Text provided >>
By October 20, 2019One Comment
Image by Ugur Akademir from Unsplash

This post was originally posted on my Medium. I’m reposting it here to keep everything in one place.

TL;DR: This guy (me) has just broken up with his Android first love. He went on with an Apple one. He loves it. He wants to share the awesome experience his new partner brings him. He meant no war. He’s just a blind lover.

Disclaimer: I am by no means an Apple affiliate, no #Applefanboy, no Apple-obsessed vlogger, no nothing. I’m just a last year pupil who used to despicably laugh at those who lined up to wait for Apple products.

That hatred… gone with the wind.

I’m not writing this to start a war with Android users, because honestly I still love some Android features that I know Apple will never have, and also, just a safety measure, “all comparisons are just relative”

iPhone doesn’t win in the game of customization, but experience. That’s how the iPhone has won my heart for good.

1. Haptic feedback

In UX design, one of the core principles is feedback. If I were to, I’d definitely give this award to Apple designers for leading the market in haptic feedback.

I’ve used Samsung Note (2,4), HTC (M7, M8), Blackberry Passport (hm… yeah I did…) Sky (a Korean brand), Docomo Arrow X F-10D (I love it!), Xperia (Z2, Z3 compact) (Wait, am I an Android collector or something?).

Record list >>

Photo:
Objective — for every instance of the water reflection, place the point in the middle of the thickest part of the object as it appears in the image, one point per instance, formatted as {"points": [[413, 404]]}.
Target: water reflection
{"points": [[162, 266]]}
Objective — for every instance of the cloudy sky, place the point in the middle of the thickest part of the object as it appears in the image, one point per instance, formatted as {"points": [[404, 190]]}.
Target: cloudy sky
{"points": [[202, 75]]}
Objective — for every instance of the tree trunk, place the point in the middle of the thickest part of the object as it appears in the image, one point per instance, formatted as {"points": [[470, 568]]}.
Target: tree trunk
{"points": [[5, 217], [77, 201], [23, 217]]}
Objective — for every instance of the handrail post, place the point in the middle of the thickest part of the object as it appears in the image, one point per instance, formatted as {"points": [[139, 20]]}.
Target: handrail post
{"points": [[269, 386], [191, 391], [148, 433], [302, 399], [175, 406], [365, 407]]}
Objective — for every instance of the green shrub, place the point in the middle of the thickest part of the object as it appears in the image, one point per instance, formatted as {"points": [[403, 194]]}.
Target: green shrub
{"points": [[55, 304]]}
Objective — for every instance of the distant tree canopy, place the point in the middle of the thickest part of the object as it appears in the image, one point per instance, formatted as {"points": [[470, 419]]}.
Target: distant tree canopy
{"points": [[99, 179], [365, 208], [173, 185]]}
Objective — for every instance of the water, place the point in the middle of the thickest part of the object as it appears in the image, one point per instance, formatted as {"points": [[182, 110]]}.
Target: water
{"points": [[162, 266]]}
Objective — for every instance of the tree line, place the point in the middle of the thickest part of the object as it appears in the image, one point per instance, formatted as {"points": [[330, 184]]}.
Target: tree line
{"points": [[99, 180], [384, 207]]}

---

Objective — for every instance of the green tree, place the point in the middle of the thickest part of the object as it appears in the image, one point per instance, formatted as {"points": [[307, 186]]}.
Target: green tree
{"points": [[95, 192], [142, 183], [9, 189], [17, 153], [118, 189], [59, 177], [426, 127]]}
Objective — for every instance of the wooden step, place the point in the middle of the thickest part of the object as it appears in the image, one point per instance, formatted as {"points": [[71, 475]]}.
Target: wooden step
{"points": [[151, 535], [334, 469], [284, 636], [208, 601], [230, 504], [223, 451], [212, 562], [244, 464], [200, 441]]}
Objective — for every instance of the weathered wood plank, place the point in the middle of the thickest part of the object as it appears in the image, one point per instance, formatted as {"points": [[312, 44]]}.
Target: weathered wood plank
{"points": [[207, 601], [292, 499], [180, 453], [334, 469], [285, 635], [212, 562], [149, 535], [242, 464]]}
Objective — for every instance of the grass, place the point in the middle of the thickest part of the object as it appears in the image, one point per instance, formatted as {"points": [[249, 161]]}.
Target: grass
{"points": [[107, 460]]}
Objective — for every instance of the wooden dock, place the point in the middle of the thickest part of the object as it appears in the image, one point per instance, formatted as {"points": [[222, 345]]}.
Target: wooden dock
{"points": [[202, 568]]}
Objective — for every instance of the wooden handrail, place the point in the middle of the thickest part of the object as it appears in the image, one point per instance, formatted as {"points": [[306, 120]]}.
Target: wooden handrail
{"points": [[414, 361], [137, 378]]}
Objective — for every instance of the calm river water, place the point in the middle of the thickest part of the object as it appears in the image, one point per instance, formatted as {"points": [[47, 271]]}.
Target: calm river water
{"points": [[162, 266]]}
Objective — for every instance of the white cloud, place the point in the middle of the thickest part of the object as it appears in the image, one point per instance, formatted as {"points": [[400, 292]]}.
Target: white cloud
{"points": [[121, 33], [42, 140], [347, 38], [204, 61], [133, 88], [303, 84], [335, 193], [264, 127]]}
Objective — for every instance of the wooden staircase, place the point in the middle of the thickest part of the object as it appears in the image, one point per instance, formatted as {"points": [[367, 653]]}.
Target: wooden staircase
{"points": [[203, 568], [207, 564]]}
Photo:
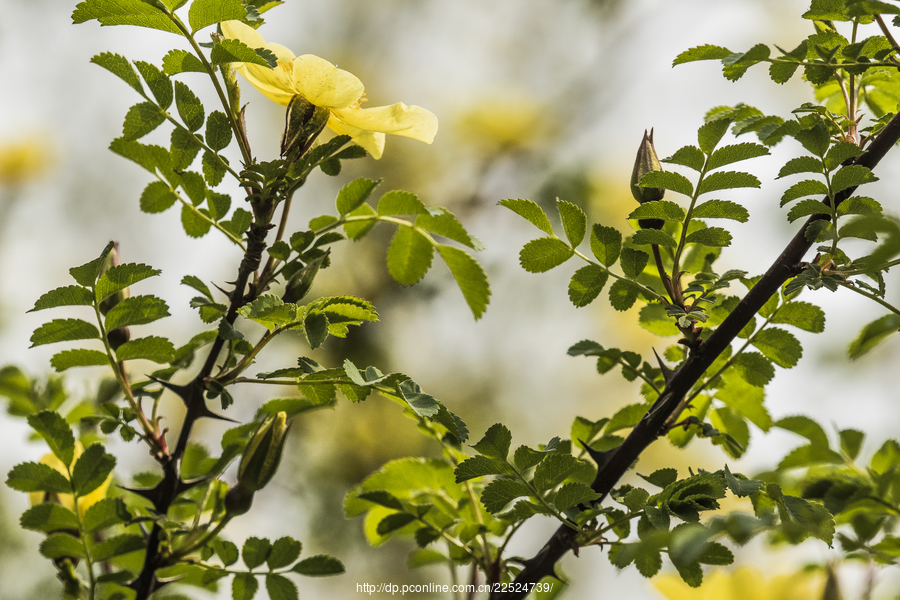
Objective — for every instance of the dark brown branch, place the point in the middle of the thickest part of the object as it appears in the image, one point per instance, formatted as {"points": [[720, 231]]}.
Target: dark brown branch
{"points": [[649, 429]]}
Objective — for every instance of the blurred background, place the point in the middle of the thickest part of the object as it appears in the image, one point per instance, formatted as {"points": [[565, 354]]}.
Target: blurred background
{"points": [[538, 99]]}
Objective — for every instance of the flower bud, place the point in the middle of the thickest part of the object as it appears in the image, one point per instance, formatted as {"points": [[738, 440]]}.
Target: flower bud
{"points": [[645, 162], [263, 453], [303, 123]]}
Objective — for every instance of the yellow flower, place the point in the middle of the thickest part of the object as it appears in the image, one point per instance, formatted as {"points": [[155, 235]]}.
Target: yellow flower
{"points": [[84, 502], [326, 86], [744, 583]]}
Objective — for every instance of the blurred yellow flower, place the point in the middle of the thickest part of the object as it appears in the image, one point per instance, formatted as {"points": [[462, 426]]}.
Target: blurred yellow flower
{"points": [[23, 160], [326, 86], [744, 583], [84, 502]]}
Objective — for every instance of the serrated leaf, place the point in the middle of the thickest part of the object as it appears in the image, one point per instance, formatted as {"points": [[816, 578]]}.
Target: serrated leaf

---

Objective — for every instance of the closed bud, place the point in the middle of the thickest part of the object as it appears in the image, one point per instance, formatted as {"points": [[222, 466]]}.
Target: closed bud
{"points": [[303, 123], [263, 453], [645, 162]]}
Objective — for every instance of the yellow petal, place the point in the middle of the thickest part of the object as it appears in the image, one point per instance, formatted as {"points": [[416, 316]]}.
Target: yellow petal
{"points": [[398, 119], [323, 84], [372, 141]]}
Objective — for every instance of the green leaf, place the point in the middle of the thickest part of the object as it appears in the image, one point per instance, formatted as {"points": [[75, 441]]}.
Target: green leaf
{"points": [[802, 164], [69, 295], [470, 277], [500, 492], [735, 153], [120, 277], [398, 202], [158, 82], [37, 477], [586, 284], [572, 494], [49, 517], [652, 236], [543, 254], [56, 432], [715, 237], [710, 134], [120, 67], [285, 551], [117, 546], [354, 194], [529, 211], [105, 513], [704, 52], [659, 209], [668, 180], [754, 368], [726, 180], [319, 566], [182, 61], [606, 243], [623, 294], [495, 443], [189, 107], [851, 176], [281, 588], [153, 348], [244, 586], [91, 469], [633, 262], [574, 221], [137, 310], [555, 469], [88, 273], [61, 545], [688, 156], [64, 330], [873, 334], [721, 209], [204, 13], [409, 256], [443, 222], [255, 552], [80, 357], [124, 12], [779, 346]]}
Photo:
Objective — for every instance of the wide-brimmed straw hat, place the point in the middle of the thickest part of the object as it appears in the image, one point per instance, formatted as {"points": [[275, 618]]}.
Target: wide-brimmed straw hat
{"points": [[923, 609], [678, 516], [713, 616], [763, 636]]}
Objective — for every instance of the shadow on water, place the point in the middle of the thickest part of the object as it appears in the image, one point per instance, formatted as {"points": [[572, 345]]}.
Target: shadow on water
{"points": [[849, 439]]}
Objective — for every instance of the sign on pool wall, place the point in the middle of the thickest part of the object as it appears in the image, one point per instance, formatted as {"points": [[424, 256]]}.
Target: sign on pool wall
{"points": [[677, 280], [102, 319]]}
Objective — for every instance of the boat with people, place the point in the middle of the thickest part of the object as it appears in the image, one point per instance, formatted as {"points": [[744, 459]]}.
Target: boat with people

What the exercise asks >>
Write out the entire blog post about trading Android phones for an iPhone word for word. Rely only on the blog post about trading Android phones for an iPhone, not on the listing.

Result of the task >>
By October 20, 2019One Comment
Image by Ugur Akademir from Unsplash

This post was originally posted on my Medium. I’m reposting it here to keep everything in one place.

TL;DR: This guy (me) has just broken up with his Android first love. He went on with an Apple one. He loves it. He wants to share the awesome experience his new partner brings him. He meant no war. He’s just a blind lover.

Disclaimer: I am by no means an Apple affiliate, no #Applefanboy, no Apple-obsessed vlogger, no nothing. I’m just a last year pupil who used to despicably laugh at those who lined up to wait for Apple products.

That hatred… gone with the wind.

I’m not writing this to start a war with Android users, because honestly I still love some Android features that I know Apple will never have, and also, just a safety measure, “all comparisons are just relative”

iPhone doesn’t win in the game of customization, but experience. That’s how the iPhone has won my heart for good.

1. Haptic feedback

In UX design, one of the core principles is feedback. If I were to, I’d definitely give this award to Apple designers for leading the market in haptic feedback.

I’ve used Samsung Note (2,4), HTC (M7, M8), Blackberry Passport (hm… yeah I did…) Sky (a Korean brand), Docomo Arrow X F-10D (I love it!), Xperia (Z2, Z3 compact) (Wait, am I an Android collector or something?).